* Exercise details: Transcribe exactly the lines from the one holding "the railing, which" to the end of the data below, including both of those lines and no others.

* Data for processing:
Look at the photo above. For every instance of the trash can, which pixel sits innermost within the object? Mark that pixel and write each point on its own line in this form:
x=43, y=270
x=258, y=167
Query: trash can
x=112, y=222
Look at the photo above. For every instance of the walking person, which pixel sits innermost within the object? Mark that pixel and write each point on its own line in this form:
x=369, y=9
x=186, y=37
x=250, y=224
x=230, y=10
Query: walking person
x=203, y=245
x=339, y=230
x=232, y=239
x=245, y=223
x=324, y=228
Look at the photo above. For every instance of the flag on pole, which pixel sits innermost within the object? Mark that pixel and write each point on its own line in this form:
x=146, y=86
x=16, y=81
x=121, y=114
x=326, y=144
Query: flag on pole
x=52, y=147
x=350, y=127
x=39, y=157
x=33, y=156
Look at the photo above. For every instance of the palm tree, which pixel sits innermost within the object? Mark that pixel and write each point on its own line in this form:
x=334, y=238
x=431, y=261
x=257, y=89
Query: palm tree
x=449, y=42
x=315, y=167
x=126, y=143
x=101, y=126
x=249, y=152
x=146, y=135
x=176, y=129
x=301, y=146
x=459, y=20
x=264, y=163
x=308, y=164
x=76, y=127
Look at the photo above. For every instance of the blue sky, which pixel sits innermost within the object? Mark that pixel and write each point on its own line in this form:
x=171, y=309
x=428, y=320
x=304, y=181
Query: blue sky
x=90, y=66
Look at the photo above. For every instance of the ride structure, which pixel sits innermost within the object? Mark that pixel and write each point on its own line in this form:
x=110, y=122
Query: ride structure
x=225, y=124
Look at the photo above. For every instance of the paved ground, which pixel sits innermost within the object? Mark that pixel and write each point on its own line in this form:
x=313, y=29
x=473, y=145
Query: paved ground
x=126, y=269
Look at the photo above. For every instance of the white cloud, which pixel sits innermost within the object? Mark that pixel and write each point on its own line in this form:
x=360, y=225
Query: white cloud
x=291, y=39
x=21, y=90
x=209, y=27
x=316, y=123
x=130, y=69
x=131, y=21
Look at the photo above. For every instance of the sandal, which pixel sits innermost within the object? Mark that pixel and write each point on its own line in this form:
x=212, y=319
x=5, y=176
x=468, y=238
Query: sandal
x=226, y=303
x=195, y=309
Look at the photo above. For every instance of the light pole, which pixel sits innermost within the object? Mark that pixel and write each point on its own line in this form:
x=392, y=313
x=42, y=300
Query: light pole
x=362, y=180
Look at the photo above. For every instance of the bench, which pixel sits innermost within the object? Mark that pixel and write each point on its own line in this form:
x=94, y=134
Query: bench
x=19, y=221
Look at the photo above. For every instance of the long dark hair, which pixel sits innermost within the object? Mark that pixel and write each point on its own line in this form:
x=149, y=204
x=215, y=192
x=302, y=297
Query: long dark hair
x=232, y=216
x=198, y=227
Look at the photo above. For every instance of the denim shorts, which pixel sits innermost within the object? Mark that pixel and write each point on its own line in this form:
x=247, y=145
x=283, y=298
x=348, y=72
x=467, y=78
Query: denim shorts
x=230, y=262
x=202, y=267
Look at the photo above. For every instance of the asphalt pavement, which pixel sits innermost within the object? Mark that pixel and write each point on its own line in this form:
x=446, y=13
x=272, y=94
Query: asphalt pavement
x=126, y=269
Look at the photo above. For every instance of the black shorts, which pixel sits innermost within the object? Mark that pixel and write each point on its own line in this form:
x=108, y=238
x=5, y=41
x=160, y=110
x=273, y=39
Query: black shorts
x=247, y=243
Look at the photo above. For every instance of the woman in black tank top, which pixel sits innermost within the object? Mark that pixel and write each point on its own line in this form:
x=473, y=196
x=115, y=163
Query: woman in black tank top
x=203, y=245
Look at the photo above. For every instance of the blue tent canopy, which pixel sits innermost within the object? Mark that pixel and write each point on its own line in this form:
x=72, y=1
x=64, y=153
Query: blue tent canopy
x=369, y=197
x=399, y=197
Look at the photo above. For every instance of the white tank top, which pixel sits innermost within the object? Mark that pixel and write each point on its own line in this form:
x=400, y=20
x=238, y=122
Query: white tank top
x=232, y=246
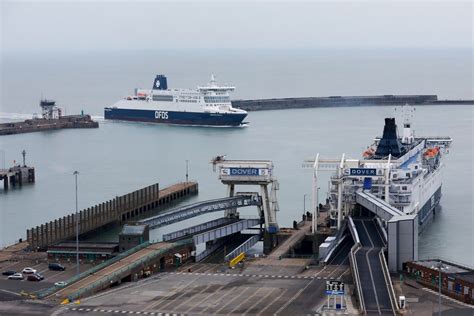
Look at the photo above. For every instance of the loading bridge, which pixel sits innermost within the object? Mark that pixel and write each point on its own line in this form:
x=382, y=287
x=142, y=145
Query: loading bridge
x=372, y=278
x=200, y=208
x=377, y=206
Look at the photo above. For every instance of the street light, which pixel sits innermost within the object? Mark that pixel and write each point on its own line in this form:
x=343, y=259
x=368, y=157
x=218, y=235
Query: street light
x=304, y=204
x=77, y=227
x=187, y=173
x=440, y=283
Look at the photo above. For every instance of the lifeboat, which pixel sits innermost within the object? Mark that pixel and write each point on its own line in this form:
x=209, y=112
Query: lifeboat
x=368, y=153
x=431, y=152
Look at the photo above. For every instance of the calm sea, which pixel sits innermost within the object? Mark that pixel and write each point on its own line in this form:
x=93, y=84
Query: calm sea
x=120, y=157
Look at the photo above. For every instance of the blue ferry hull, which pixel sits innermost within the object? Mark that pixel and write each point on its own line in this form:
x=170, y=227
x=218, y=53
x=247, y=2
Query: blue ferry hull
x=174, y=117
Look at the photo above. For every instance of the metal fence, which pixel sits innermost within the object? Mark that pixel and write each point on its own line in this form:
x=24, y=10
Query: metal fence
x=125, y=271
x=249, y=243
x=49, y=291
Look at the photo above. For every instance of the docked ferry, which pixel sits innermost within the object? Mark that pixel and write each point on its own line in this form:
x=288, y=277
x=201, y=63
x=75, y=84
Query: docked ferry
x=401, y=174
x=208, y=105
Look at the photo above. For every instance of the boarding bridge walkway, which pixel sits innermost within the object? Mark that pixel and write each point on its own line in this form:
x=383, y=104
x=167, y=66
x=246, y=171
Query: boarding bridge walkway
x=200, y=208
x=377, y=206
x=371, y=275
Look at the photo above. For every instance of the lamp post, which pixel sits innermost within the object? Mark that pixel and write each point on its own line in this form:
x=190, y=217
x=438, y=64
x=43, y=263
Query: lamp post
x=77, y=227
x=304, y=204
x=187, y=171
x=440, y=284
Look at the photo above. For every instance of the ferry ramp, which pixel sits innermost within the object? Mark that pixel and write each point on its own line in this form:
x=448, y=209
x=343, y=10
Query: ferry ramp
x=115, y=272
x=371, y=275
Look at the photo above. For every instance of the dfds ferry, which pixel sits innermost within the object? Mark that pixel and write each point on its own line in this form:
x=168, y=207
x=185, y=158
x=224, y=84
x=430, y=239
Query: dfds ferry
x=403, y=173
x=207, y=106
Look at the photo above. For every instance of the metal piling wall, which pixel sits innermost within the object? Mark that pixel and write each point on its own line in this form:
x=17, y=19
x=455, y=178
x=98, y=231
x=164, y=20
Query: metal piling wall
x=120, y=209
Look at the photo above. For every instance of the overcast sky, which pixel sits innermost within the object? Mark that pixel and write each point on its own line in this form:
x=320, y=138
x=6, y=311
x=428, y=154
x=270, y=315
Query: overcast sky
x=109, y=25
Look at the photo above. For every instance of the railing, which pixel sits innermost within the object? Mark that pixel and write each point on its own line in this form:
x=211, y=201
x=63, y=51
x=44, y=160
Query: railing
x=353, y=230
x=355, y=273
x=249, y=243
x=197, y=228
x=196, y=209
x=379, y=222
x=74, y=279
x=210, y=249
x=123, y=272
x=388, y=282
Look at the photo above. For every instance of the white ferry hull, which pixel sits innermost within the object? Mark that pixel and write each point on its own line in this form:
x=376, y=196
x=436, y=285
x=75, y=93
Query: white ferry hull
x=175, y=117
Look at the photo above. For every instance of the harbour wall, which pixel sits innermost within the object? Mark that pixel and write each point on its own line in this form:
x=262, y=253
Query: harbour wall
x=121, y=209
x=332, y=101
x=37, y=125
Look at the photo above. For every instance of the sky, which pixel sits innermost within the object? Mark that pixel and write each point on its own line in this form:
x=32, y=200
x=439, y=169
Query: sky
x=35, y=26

* Response to the exercise:
Look at the photo above. For every instance of the railing, which pixel sits innermost within the object? Mark that pixel and write each point on its own line in this form:
x=211, y=201
x=63, y=51
x=44, y=160
Query: railing
x=353, y=230
x=355, y=273
x=249, y=243
x=197, y=228
x=196, y=209
x=379, y=222
x=74, y=279
x=210, y=249
x=123, y=272
x=388, y=282
Look at the photo above. For every instance of the white ferry hull, which pixel sits innermost within the object? Mark that pixel and write each point on its own line in this form:
x=376, y=196
x=436, y=285
x=75, y=93
Query: white ferry hull
x=175, y=117
Look at the photo above. For every instance of the harbour wall, which pixel sits innermost within the object? Mark that pixel and write each point on its own line in this form:
x=262, y=253
Query: harbour wall
x=121, y=209
x=332, y=101
x=37, y=125
Look at the photo above. For every instance of the sky, which pixel sits innermost within the object? Mark that pixel and write each point on its own line in this form:
x=32, y=200
x=439, y=169
Query: sky
x=35, y=26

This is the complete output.